Problem set:
- A) Reproduce the part of the udot review page that opens with the words containing "This is an archive" and closes with "of the input.".
- B) For each statement about the udot review page, marked (i), (ii) and (iii), state whether it agrees with the page, and quote the exact words of the page that decide it.
(i) The revision was authored by dmgreen on Feb 22 2021.
(ii) SjoerdMeijer states a dislike of concise little patterns.
(iii) According to the summary, an add can be folded in when the udot has a zero input.
- C) Write what comes next on the udot review page, starting after its final line.

This is an archive of the discontinued LLVM Phabricator instance.

[AArch64] Add patterns for add(udot(0, x, y), z) -> udot(z, x, y).
ClosedPublic

Authored by dmgreen on Feb 22 2021, 5:05 AM.

Details

Summary

Given a zero input for a udot, an add can be folded in to take the place of the input.

Diff Detail

Event Timeline

dmgreen created this revision.Feb 22 2021, 5:05 AM
dmgreen requested review of this revision.Feb 22 2021, 5:05 AM
Herald added a project: Restricted Project. · View Herald TranscriptFeb 22 2021, 5:05 AM
SjoerdMeijer added inline comments.Feb 22 2021, 5:33 AM
llvm/lib/Target/AArch64/AArch64InstrFormats.td
5626 ↗(On Diff #325419)

As you know I don't mind nice and concise little patterns, but was wondering if we don't expect this simplification to happen earlier?

fhahn added inline comments.Feb 22 2021, 1:26 PM
llvm/lib/Target/AArch64/AArch64InstrFormats.td
5626 ↗(On Diff #325419)

(Pointing and labeling entries)
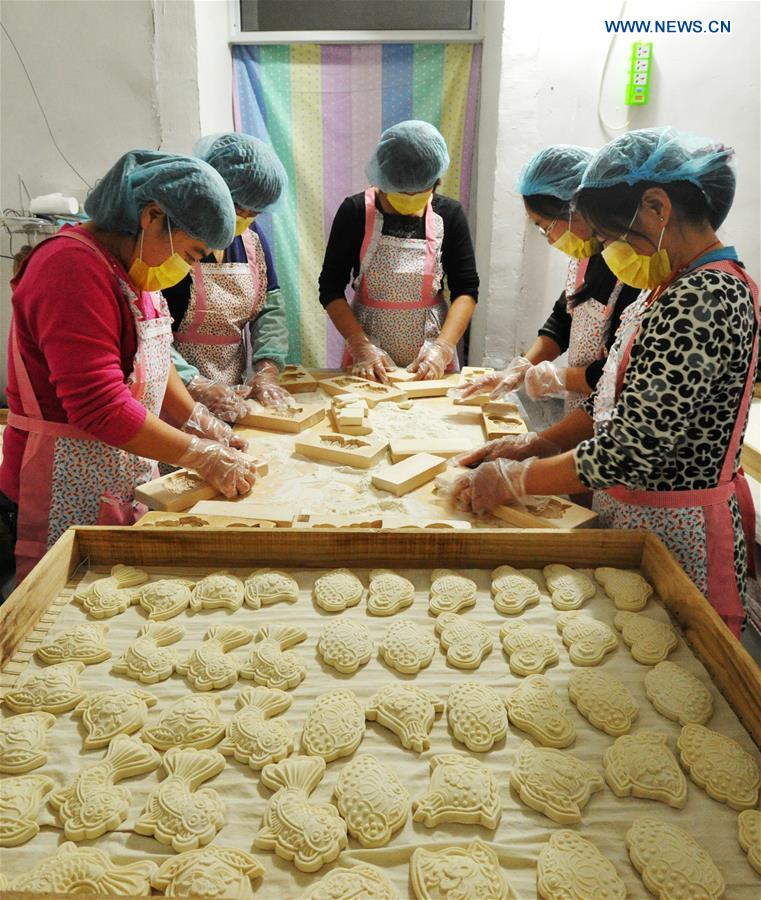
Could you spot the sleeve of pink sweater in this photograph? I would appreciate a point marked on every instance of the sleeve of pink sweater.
(77, 317)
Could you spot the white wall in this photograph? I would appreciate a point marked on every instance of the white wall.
(549, 70)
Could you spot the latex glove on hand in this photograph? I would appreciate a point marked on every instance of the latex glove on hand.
(203, 424)
(265, 388)
(227, 470)
(223, 400)
(545, 379)
(368, 361)
(432, 360)
(511, 446)
(492, 484)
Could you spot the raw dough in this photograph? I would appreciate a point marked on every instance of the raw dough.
(554, 783)
(372, 801)
(641, 765)
(476, 715)
(603, 700)
(253, 736)
(309, 834)
(535, 707)
(462, 790)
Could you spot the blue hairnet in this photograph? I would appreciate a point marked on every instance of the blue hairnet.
(410, 157)
(555, 170)
(191, 193)
(251, 170)
(665, 155)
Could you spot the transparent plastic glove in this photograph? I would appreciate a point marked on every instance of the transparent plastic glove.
(432, 360)
(264, 386)
(545, 379)
(223, 400)
(368, 361)
(493, 484)
(512, 446)
(230, 472)
(203, 424)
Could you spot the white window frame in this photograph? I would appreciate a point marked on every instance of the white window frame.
(451, 36)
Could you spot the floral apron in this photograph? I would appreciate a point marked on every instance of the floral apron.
(223, 298)
(697, 525)
(398, 299)
(68, 477)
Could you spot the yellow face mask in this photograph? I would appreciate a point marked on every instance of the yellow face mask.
(156, 278)
(409, 204)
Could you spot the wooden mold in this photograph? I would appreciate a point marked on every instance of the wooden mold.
(409, 474)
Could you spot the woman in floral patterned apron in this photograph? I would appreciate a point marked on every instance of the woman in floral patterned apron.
(229, 313)
(89, 367)
(395, 243)
(659, 441)
(585, 317)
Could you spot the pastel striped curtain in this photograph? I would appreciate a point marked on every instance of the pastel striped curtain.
(323, 108)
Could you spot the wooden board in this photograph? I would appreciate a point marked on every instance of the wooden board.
(409, 474)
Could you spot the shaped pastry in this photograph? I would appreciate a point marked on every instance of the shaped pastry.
(337, 590)
(466, 642)
(253, 737)
(211, 666)
(148, 659)
(23, 742)
(628, 590)
(309, 834)
(372, 801)
(179, 811)
(450, 592)
(363, 881)
(265, 587)
(587, 639)
(671, 863)
(720, 766)
(528, 650)
(191, 721)
(603, 700)
(218, 591)
(110, 596)
(270, 663)
(568, 588)
(334, 726)
(535, 707)
(571, 868)
(512, 591)
(20, 801)
(407, 648)
(209, 872)
(407, 711)
(649, 640)
(54, 689)
(113, 712)
(345, 645)
(678, 695)
(458, 873)
(462, 790)
(554, 783)
(85, 643)
(389, 593)
(73, 868)
(749, 836)
(166, 598)
(93, 804)
(476, 715)
(641, 765)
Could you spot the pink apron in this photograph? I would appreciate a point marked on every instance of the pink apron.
(697, 525)
(223, 298)
(68, 477)
(398, 300)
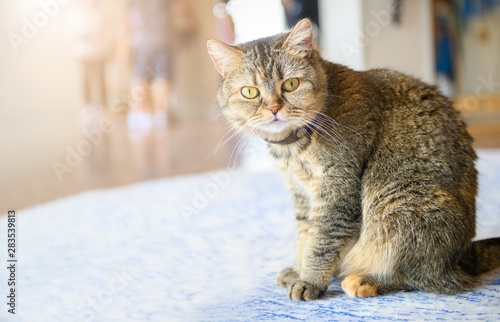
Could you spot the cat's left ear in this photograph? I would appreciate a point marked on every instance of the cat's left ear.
(300, 38)
(224, 56)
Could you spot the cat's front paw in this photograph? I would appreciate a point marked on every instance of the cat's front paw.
(287, 276)
(303, 291)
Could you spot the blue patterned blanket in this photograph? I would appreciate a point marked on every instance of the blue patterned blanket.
(203, 247)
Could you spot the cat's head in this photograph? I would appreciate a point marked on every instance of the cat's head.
(273, 86)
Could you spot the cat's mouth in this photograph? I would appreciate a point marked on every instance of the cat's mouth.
(275, 126)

Task results:
- A)
This is an archive of the discontinued LLVM Phabricator instance.

[AArch64] Add patterns for add(udot(0, x, y), z) -> udot(z, x, y).
ClosedPublic

Authored by dmgreen on Feb 22 2021, 5:05 AM.

Details

Summary

Given a zero input for a udot, an add can be folded in to take the place of the input.

- B)
(i) Yes: "Authored by dmgreen on Feb 22 2021, 5:05 AM."
(ii) No: "As you know I don't mind nice and concise little patterns"
(iii) Yes: "Given a zero input for a udot, an add can be folded in to take the place of the input."

- C)
Not sure what the exact policy is, but InstCombinerImpl::visitCallInst( does optimize some target specific intrinsics. But I think this would be good to have for instruction selection in any case

dmgreen added inline comments.Feb 23 2021, 4:13 AM
llvm/lib/Target/AArch64/AArch64InstrFormats.td
5626 ↗(On Diff #325419)

Oh, you mean pre-ISel? We lower a vecreduce.add(v16i8 x) to a vecreduce(udot(zero, one, x)), so this needs to be done sometime during ISel lowering at least. I'll add some tests for it.

I can make it into a DAG combine. That should capture more cases without extra patterns, and should be simple enough I think.

dmgreen updated this revision to Diff 325739.Feb 23 2021, 5:44 AM

Convert to a DAGCombine, with some vecreduce tests.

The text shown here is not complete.